From the piece on lockdown botanizing below, copy word for word the passage starting with "But I had to" and going on through "it the seeds.".

[Text shown Boundary: Start]

Monica Frisch
This spring, when the lockdown resulting from the covid-19 pandemic meant I was not going out to work, I nevertheless went botanising. Although without transport I did not go far, I was determined to get out for a walk every day and liked to have a focus for my perambulations.

This landscaped area alongside the flats on Rustat Avenue may not look particularly interesting, but in previous years I had found unexpected plants there, so it was the focus for some of my walks. What people who saw me peering at the ground thought I was doing I don’t know.

But I had to peer at the ground as the vegetation was very short and the interesting plants very small. Between mid-March and mid-April there was lots of Early Forget-me-not Myosotis ramossisima and also Spring Vetch Vicia lathyroides (which is too tiny for me to photograph) which is normally associated with sandy soils. The suspicion is that the builders may have used sand from the Breckland, where the plant is more common, which brought with it the seeds.

[Text shown Boundary: End]
[Records shown Boundary: Start]

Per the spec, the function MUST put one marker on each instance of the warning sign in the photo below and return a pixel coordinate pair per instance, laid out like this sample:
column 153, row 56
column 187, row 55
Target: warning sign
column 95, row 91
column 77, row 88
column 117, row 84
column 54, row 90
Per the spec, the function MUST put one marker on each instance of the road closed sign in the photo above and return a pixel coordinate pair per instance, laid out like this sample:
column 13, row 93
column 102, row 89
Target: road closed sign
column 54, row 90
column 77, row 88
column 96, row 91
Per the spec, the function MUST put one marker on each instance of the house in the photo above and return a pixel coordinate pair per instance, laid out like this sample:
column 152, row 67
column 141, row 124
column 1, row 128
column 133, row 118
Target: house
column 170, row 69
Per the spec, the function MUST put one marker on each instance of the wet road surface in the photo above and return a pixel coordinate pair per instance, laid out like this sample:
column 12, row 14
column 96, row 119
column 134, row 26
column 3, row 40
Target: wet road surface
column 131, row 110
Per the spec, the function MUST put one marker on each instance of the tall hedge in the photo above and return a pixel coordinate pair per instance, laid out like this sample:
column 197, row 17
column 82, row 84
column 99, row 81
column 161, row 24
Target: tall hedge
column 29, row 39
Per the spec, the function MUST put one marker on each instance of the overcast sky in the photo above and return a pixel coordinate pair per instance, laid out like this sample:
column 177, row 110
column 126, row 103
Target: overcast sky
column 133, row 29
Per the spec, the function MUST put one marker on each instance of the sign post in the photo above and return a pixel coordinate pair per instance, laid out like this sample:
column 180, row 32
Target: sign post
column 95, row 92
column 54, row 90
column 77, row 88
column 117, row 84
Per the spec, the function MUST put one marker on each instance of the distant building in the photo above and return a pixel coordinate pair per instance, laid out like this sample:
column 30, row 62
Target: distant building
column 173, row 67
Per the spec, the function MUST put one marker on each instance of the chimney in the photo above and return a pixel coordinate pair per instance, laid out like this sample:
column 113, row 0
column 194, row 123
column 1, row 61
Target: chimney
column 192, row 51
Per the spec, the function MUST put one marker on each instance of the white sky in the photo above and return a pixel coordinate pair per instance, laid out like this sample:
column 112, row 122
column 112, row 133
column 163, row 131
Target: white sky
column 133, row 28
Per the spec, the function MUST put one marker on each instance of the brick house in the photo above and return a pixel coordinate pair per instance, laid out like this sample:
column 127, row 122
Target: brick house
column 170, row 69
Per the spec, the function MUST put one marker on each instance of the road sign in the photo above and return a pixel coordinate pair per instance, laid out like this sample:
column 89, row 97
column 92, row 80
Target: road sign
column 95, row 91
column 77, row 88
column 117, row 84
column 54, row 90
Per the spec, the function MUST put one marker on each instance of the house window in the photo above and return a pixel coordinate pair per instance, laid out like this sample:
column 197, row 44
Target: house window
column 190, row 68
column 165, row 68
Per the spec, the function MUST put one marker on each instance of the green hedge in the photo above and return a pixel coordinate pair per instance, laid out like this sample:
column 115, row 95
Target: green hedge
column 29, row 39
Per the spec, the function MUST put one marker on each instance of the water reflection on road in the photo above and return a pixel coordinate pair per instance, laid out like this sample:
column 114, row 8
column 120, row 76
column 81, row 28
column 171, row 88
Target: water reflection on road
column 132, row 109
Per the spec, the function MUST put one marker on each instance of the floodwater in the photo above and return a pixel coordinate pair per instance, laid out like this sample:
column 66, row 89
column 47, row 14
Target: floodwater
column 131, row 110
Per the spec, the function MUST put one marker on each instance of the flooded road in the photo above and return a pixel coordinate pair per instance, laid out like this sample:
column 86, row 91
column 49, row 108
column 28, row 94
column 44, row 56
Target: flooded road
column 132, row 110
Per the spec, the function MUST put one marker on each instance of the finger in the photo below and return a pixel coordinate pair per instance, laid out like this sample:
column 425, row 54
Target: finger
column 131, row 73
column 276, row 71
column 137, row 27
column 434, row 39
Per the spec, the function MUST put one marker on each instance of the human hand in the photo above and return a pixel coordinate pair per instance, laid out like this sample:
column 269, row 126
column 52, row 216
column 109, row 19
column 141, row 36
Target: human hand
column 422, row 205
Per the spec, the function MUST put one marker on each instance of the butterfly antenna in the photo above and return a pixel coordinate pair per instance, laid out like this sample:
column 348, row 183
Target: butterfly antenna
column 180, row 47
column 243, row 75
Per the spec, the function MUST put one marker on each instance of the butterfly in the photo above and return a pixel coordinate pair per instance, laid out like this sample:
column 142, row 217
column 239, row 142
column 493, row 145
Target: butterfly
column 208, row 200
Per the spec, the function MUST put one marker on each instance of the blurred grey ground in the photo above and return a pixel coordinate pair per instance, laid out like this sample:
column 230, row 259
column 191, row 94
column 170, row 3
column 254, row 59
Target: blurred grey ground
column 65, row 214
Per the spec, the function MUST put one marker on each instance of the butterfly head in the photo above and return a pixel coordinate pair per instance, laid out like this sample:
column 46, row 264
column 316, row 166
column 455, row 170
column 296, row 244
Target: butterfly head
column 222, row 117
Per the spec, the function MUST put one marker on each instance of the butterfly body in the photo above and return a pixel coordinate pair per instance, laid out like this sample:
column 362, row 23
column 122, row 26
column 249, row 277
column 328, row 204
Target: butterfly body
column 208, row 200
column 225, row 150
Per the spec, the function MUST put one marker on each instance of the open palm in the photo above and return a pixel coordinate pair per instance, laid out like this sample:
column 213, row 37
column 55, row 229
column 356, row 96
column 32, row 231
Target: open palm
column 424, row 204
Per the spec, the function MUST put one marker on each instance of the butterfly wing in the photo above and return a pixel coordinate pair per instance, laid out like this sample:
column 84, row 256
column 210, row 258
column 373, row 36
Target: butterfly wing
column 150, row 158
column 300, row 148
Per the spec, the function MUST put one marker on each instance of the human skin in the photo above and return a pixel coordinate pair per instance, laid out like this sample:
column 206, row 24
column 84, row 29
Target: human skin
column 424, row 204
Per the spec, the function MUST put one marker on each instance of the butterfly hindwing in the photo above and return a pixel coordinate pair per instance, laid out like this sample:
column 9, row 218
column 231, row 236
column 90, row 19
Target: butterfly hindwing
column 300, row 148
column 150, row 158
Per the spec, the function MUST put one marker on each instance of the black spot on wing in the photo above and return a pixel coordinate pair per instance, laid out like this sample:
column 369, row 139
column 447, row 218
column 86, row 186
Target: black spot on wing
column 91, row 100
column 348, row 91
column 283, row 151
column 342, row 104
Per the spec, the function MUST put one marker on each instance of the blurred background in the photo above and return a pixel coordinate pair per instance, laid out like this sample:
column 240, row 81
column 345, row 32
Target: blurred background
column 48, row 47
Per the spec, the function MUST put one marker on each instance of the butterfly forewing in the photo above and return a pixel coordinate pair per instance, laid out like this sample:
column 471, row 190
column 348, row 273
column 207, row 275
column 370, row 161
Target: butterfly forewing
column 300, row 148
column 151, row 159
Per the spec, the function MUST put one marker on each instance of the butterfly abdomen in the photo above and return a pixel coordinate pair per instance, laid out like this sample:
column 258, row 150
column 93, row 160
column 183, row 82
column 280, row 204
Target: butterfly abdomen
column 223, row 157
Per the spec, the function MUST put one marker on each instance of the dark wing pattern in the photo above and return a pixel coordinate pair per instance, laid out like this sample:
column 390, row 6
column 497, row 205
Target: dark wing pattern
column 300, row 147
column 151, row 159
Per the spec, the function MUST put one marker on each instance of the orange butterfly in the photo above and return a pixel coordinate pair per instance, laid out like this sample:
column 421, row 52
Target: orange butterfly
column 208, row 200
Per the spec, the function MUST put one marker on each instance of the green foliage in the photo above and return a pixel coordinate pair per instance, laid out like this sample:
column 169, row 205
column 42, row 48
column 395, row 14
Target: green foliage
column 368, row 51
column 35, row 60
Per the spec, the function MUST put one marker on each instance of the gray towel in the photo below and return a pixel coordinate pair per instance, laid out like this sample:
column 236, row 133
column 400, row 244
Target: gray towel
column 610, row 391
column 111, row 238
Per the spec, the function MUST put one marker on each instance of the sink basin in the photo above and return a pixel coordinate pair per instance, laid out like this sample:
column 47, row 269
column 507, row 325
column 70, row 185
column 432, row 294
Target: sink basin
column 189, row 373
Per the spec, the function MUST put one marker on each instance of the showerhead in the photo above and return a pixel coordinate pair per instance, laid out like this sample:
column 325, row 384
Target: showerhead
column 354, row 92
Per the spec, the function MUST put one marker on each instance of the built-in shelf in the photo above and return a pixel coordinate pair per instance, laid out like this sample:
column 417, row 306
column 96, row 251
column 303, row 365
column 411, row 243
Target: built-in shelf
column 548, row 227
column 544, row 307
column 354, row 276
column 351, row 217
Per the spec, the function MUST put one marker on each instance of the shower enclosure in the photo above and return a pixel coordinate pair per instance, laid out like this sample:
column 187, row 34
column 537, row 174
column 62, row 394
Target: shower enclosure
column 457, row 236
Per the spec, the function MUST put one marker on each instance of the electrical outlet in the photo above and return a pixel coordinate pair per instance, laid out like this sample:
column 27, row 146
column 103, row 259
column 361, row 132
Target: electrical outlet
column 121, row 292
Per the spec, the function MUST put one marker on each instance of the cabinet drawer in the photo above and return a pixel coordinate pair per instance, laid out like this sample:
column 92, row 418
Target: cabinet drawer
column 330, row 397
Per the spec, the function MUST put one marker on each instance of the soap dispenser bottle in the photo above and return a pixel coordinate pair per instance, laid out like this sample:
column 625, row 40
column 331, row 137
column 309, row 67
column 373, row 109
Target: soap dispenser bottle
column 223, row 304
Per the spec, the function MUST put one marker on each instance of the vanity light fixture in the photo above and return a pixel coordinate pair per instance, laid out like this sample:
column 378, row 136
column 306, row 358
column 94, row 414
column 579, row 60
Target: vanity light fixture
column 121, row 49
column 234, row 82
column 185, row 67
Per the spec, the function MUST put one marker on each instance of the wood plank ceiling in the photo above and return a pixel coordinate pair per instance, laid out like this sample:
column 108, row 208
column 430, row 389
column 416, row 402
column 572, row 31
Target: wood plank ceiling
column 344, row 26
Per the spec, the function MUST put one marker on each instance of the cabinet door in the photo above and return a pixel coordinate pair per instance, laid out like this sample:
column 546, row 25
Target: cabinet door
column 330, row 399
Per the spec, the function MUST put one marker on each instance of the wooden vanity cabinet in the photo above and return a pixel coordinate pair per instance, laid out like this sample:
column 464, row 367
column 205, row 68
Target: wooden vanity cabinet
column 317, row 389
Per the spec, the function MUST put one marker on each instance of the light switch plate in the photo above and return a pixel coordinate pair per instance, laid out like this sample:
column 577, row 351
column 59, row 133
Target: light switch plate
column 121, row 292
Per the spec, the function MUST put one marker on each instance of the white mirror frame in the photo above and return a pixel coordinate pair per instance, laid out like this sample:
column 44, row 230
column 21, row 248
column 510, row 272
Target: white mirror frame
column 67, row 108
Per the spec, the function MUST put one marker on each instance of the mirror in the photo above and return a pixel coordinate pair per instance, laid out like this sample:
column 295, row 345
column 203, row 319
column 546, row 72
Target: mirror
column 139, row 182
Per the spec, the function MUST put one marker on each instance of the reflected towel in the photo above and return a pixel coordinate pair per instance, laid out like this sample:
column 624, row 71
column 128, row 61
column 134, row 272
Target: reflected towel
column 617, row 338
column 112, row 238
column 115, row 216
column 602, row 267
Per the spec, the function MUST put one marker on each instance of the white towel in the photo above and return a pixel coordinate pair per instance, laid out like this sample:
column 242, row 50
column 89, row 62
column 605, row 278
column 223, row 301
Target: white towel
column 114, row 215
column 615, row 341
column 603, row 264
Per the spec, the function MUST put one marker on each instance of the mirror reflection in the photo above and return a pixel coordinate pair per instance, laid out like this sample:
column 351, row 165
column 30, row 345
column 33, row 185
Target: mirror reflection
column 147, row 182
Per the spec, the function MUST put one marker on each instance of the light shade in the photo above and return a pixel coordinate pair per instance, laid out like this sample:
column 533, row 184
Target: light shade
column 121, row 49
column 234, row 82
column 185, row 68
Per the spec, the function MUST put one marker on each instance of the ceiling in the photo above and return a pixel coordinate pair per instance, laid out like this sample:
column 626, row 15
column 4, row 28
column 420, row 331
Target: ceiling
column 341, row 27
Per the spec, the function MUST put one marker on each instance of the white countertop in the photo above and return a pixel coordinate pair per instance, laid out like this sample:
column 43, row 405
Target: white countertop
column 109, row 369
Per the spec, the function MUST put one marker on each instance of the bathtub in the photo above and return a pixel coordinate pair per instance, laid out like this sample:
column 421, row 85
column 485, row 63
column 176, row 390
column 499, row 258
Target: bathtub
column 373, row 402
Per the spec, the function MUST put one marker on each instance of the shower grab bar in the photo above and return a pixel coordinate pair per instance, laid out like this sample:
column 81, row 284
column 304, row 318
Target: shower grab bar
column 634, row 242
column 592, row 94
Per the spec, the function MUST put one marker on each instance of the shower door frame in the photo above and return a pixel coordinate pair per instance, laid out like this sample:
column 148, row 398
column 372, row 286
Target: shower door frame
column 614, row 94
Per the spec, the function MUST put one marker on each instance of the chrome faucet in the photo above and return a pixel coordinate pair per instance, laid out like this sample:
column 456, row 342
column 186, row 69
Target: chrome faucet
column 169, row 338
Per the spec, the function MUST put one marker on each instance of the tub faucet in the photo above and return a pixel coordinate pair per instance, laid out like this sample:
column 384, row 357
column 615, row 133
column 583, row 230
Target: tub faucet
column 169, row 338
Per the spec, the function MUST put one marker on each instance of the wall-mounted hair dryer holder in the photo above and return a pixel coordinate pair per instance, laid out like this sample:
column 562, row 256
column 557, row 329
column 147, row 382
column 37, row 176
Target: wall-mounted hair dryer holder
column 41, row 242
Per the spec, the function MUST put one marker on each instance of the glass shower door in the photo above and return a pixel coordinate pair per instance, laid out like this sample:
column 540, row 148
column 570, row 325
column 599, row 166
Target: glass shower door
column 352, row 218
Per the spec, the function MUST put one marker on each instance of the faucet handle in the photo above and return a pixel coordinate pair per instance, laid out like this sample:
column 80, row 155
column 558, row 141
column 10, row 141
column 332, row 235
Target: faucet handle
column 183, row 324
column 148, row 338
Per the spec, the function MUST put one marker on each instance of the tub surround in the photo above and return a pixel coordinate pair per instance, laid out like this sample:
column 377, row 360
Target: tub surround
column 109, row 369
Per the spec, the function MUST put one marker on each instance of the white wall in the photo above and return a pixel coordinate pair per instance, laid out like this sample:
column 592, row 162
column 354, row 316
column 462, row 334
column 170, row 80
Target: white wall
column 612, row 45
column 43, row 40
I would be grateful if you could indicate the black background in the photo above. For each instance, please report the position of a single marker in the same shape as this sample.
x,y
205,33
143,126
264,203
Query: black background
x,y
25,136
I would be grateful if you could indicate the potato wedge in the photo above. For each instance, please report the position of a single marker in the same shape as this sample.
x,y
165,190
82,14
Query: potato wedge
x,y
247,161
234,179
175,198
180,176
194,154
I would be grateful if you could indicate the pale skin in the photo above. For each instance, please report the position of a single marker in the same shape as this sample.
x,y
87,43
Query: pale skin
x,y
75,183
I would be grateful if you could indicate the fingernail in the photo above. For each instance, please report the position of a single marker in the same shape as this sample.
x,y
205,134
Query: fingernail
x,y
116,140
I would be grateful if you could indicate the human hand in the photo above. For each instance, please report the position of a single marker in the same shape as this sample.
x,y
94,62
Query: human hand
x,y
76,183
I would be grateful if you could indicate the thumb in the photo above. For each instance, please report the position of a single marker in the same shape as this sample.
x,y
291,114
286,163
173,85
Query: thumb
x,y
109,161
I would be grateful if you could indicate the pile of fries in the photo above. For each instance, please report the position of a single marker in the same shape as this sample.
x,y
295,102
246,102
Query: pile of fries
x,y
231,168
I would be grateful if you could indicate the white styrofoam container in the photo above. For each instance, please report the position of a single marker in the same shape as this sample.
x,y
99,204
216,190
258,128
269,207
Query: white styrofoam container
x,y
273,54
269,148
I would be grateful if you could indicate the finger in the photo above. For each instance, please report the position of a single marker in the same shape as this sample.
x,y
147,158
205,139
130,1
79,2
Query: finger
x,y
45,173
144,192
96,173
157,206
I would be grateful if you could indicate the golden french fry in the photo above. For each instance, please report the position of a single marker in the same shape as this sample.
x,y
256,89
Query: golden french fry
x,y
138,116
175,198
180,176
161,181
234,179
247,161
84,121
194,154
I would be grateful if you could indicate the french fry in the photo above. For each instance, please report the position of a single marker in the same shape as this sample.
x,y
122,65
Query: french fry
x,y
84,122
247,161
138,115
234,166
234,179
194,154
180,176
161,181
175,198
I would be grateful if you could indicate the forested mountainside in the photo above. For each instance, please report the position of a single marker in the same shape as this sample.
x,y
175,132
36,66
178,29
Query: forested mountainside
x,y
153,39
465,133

[Records shown Boundary: End]

Response:
But I had to peer at the ground as the vegetation was very short and the interesting plants very small. Between mid-March and mid-April there was lots of Early Forget-me-not Myosotis ramossisima and also Spring Vetch Vicia lathyroides (which is too tiny for me to photograph) which is normally associated with sandy soils. The suspicion is that the builders may have used sand from the Breckland, where the plant is more common, which brought with it the seeds.